Aim> Skip the pictures. Repeat everything else in the records word for word.

Entries shown>
◇ ◇ ◇ ◇ ◇ ◇ ◇
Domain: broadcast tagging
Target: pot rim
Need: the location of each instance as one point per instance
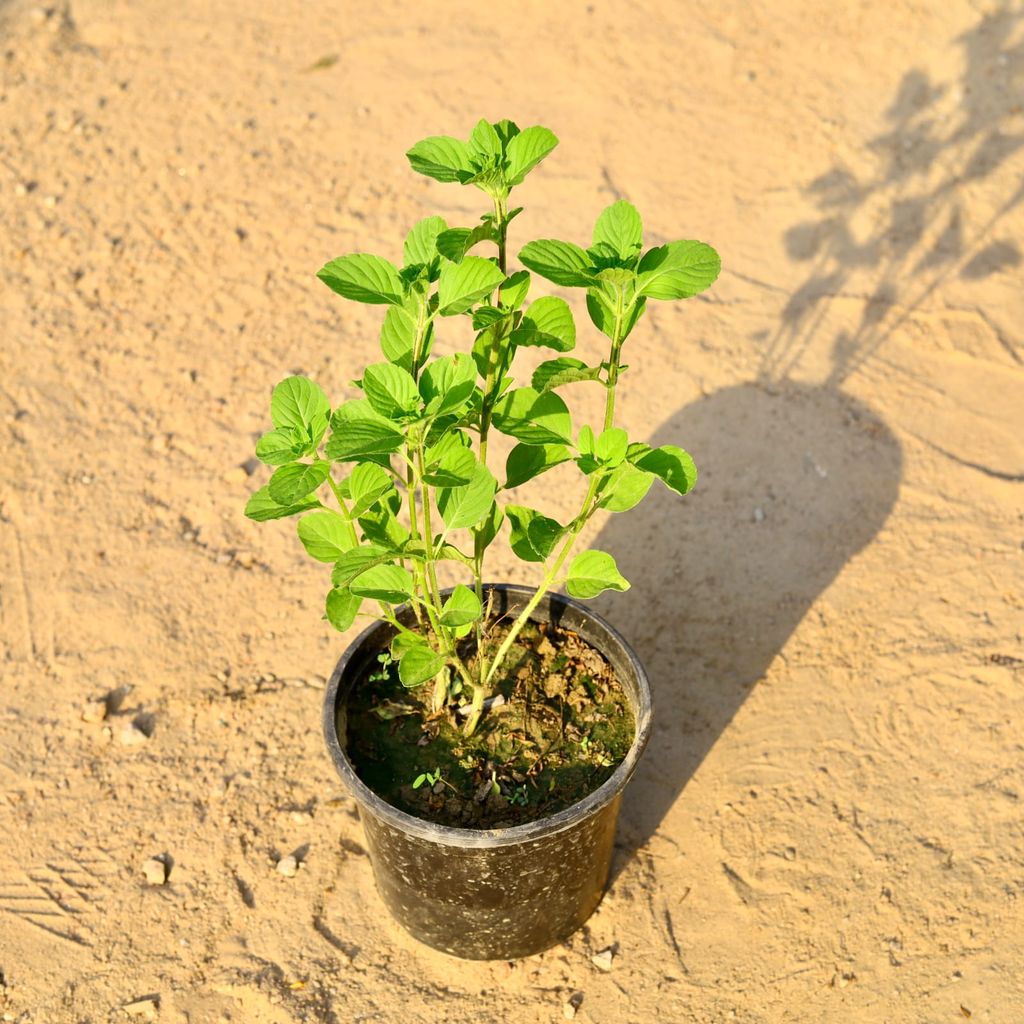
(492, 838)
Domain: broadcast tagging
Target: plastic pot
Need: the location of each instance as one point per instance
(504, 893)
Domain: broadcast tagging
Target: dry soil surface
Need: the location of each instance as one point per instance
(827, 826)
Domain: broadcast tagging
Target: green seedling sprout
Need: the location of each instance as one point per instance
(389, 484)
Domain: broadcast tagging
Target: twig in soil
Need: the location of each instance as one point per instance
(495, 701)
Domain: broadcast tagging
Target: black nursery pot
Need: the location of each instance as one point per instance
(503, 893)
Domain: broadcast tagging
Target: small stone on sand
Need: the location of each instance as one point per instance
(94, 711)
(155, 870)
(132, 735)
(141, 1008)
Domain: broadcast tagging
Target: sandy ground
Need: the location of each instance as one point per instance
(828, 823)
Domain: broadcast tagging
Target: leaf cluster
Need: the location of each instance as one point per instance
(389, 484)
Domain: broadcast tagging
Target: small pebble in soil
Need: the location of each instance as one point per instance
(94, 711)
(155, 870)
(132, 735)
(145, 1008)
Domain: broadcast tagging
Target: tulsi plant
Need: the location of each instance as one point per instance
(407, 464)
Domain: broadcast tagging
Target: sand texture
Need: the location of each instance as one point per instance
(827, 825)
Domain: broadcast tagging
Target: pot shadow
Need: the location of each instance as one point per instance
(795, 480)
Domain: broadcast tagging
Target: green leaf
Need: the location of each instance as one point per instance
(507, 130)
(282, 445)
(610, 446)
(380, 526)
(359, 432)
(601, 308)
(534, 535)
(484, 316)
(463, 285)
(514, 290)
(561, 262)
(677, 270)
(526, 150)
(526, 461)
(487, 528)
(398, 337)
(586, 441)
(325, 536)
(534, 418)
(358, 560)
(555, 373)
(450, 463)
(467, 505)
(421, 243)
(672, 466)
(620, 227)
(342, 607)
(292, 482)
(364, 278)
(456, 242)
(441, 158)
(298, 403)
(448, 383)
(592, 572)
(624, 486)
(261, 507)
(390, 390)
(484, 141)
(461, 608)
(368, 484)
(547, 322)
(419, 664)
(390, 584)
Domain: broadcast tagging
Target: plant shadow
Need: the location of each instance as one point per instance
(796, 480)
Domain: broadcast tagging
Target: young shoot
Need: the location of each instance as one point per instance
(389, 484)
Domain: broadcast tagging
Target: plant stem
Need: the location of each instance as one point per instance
◇ ◇ ◇ ◇ ◇ ◇ ◇
Final result>
Domain: broadcast tagging
Target: pot rim
Need: the location of each instance as one point per instance
(492, 838)
Domain: broadcast tagging
Target: plastic pot
Need: the location of each instance as one point per instance
(504, 893)
Domain: broadcast tagging
Target: dry soil surface
Need: the location of each instance as one point per instance
(827, 826)
Domain: broadcast tagging
Target: green seedling sprout
Need: the location of each instance as one point per instance
(389, 484)
Domain: broadcast tagging
Target: twig in soil
Need: the location of each instance as one point per instance
(495, 701)
Domain: broadcast tagging
Target: black nursery pot
Need: the location of each instance as one point per instance
(503, 893)
Domain: broadcast tagging
Target: small stone on sand
Need: the location of each instance as one point per instance
(94, 711)
(155, 870)
(132, 735)
(141, 1008)
Domain: broadcast tagging
Target: sandy ground
Need: the location of each instance as one point per instance
(828, 823)
Domain: broadcast tagging
Target: leaf cluster
Need: the location of each instance as one point per instance
(389, 484)
Domain: broadcast tagging
Target: small pebble in soil
Need: the location of each instance as one point per instance
(94, 711)
(155, 870)
(132, 735)
(145, 1008)
Domain: broadcast tagging
Target: tulsi plant
Need: the location of each instance as one point per instance
(407, 464)
Domain: broadcast tagging
Target: sand texture
Need: the location of each instance as one point per instance
(827, 825)
Domain: broadcast tagging
Target: pot shadow
Need: the location of each instance as one point per instance
(795, 480)
Domain: broadcast tagging
Target: green leaf
Need: the location of each instance as one point per instance
(507, 130)
(282, 445)
(610, 446)
(380, 526)
(359, 432)
(601, 308)
(534, 535)
(484, 316)
(463, 285)
(514, 290)
(561, 262)
(677, 270)
(526, 150)
(526, 461)
(487, 528)
(398, 337)
(586, 441)
(325, 536)
(534, 418)
(358, 560)
(555, 373)
(450, 463)
(467, 505)
(421, 243)
(672, 466)
(620, 227)
(342, 607)
(292, 482)
(364, 278)
(456, 242)
(441, 158)
(298, 403)
(448, 383)
(592, 572)
(624, 486)
(261, 507)
(390, 390)
(484, 141)
(461, 608)
(368, 484)
(547, 322)
(419, 664)
(390, 584)
Domain: broadcast tagging
Target: plant shadow
Need: the location of each instance as one point per instance
(796, 480)
Domain: broadcast tagging
Target: young shoot
Need: the location of each instance as one point per instance
(389, 484)
Domain: broadcast tagging
Target: plant stem
Need: the location of each instance as one point per instance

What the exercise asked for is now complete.